### Task requirements
In the entries that follow, find the line containing "# test: locate points for every instance of the yellow"; from there, copy every line exactly through the line containing "# test: locate points for every instance of the tinted".

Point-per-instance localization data
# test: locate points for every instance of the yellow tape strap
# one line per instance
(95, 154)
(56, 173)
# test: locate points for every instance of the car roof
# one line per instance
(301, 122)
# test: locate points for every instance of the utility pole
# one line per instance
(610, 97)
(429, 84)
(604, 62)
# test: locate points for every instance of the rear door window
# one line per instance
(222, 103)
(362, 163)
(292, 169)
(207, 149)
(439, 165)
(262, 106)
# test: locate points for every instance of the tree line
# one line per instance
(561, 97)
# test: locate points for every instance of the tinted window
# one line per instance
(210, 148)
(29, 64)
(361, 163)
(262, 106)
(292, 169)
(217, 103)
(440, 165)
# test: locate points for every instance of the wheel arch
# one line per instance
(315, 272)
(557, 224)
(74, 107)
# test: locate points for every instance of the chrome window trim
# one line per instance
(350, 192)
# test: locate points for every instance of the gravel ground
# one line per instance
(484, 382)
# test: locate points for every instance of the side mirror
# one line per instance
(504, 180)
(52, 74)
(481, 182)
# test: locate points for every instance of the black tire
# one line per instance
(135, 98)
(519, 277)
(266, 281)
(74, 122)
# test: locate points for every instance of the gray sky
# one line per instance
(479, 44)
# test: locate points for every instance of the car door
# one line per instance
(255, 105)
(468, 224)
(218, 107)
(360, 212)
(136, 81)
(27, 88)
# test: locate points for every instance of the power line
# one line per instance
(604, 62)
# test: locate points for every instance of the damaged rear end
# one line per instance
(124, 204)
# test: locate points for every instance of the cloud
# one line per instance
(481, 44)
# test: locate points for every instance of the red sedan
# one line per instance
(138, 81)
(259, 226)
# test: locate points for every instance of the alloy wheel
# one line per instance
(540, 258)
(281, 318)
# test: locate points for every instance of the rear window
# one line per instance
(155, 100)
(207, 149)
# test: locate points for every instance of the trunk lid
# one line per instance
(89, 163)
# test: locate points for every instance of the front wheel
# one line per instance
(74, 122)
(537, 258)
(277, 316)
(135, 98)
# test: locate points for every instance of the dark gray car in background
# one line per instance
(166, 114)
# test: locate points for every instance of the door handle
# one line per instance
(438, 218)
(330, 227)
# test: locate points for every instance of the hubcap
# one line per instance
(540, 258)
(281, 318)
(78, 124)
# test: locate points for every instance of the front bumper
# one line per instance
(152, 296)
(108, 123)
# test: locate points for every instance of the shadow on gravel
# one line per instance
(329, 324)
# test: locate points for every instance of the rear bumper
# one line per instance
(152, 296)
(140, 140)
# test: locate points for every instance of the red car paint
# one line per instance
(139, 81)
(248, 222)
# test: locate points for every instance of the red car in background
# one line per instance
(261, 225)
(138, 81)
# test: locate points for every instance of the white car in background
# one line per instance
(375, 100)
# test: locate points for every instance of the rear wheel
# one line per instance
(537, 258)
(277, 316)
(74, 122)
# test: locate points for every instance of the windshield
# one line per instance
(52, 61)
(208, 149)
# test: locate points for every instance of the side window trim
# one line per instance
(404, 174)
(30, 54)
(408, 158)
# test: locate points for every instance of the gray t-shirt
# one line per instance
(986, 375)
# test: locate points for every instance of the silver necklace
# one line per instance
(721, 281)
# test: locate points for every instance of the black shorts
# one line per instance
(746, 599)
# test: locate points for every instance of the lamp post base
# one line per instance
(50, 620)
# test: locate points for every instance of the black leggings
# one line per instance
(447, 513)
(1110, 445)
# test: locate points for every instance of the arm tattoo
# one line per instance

==

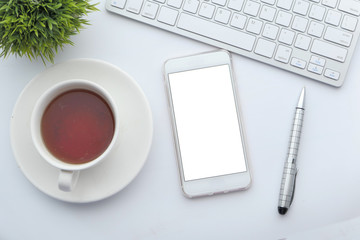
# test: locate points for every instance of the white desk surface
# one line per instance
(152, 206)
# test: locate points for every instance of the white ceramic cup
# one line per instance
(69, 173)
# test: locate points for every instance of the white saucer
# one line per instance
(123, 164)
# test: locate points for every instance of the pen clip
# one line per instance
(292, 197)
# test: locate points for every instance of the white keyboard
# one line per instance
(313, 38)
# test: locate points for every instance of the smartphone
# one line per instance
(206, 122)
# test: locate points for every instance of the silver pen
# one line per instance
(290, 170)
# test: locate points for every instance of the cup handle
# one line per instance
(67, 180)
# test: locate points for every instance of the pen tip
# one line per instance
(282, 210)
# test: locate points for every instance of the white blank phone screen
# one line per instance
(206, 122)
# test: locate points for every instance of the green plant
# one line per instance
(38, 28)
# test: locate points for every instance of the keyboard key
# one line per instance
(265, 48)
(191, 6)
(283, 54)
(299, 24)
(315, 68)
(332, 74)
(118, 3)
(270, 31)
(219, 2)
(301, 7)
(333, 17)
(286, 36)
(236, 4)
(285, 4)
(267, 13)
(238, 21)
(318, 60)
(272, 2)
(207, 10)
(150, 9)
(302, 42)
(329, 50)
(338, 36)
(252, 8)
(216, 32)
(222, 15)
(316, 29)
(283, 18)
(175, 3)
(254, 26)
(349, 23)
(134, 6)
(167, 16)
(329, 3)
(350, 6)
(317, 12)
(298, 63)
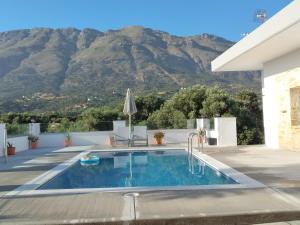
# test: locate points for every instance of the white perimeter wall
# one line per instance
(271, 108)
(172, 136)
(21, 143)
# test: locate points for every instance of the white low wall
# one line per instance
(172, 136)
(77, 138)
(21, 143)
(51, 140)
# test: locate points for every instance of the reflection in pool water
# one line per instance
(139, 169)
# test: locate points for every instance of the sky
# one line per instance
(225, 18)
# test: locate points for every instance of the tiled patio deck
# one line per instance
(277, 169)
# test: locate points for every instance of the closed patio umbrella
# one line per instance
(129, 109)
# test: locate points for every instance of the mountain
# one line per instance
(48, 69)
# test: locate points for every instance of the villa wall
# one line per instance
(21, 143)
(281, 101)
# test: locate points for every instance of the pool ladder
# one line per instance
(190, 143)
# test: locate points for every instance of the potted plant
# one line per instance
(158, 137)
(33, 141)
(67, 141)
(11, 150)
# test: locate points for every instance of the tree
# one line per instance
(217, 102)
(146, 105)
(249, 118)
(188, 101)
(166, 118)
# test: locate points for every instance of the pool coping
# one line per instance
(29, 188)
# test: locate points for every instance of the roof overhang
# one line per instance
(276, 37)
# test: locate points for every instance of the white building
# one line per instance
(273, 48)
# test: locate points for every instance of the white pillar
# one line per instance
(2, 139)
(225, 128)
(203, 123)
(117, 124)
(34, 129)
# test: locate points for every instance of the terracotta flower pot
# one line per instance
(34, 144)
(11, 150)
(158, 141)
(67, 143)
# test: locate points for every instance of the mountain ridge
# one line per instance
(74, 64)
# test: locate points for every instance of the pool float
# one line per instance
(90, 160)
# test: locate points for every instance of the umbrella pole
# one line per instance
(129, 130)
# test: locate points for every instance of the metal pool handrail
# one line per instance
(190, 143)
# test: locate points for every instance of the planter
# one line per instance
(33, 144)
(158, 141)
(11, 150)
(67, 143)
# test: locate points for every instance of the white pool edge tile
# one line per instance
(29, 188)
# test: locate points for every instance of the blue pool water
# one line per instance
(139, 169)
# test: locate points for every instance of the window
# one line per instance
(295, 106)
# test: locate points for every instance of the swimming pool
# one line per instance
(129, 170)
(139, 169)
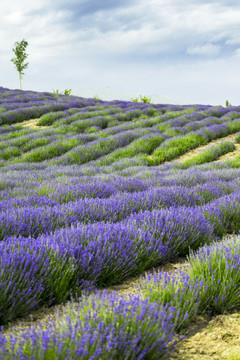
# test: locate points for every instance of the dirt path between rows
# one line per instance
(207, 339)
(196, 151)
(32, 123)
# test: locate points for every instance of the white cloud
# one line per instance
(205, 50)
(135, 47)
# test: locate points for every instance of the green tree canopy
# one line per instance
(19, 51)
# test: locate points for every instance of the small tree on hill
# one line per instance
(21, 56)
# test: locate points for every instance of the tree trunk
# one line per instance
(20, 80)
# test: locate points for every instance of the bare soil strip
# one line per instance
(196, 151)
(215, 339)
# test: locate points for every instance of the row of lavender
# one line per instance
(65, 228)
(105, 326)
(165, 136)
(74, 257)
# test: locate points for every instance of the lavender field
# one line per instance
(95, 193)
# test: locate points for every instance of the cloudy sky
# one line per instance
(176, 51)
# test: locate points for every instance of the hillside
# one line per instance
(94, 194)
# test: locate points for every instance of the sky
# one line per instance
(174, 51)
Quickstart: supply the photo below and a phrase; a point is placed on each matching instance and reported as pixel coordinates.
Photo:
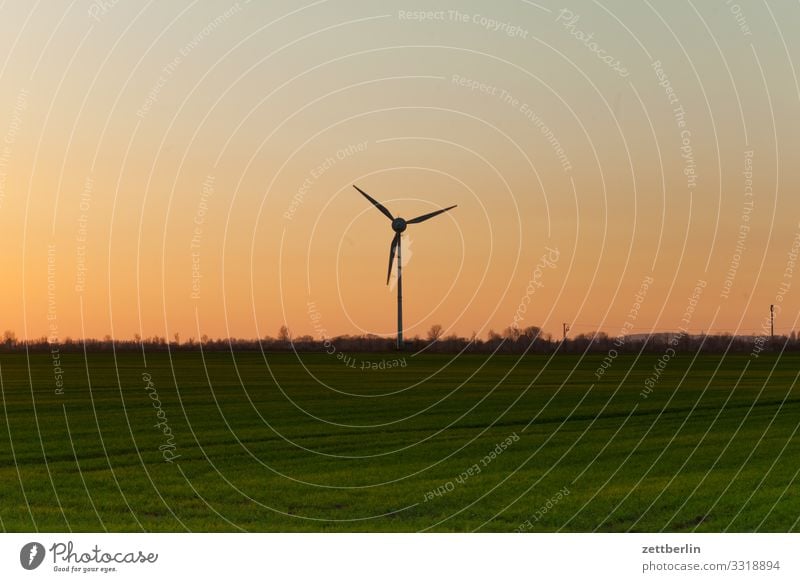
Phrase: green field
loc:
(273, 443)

* * *

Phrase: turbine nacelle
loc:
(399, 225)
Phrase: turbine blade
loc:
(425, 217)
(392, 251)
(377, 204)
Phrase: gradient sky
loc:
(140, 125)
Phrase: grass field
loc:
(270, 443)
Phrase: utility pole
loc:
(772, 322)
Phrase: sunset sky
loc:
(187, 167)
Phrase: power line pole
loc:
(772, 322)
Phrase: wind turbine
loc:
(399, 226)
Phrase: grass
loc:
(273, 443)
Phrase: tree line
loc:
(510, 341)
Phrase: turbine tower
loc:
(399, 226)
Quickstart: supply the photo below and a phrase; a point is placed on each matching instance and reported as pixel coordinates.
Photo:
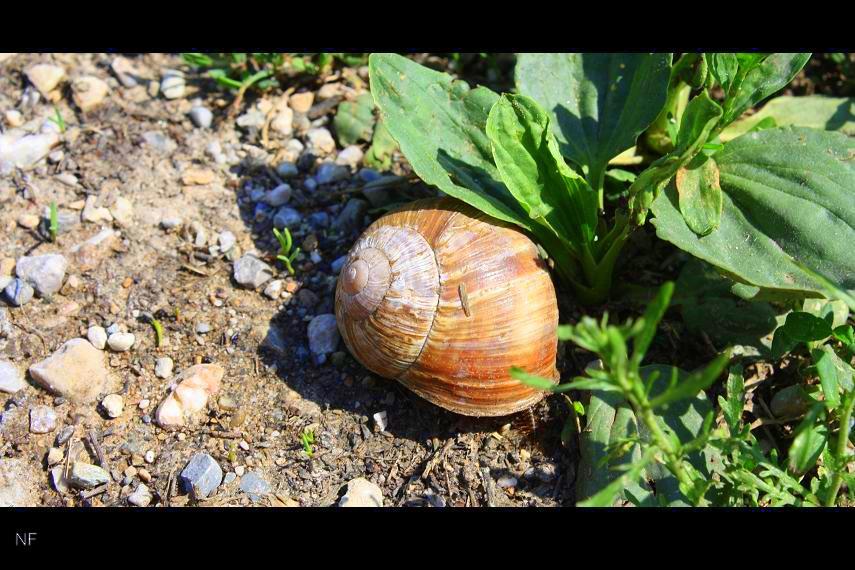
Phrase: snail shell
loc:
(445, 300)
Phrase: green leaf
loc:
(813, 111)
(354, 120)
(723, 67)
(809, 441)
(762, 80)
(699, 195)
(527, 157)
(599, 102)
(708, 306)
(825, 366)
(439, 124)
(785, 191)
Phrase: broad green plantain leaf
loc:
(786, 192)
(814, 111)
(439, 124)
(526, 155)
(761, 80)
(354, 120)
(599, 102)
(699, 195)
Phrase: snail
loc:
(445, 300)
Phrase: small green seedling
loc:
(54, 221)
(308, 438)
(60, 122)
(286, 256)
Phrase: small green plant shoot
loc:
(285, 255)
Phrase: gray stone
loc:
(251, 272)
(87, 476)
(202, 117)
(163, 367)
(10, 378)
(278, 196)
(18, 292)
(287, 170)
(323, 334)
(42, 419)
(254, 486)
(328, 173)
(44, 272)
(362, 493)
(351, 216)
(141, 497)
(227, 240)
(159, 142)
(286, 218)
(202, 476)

### Your response
# test: locate points for every instance of the yellow tape strap
# one line per instance
(95, 154)
(56, 173)
# test: locate points for every instance of the car roof
# one line per instance
(301, 122)
# test: locate points for every instance of the utility pole
# one line per instance
(610, 97)
(429, 84)
(604, 62)
# test: locate points for every instance of the rear door window
# one line per instance
(222, 103)
(362, 163)
(292, 169)
(207, 149)
(439, 165)
(262, 106)
# test: locate points for every instance of the tree line
# one line per instance
(561, 97)
# test: locate points for every instance of the tinted window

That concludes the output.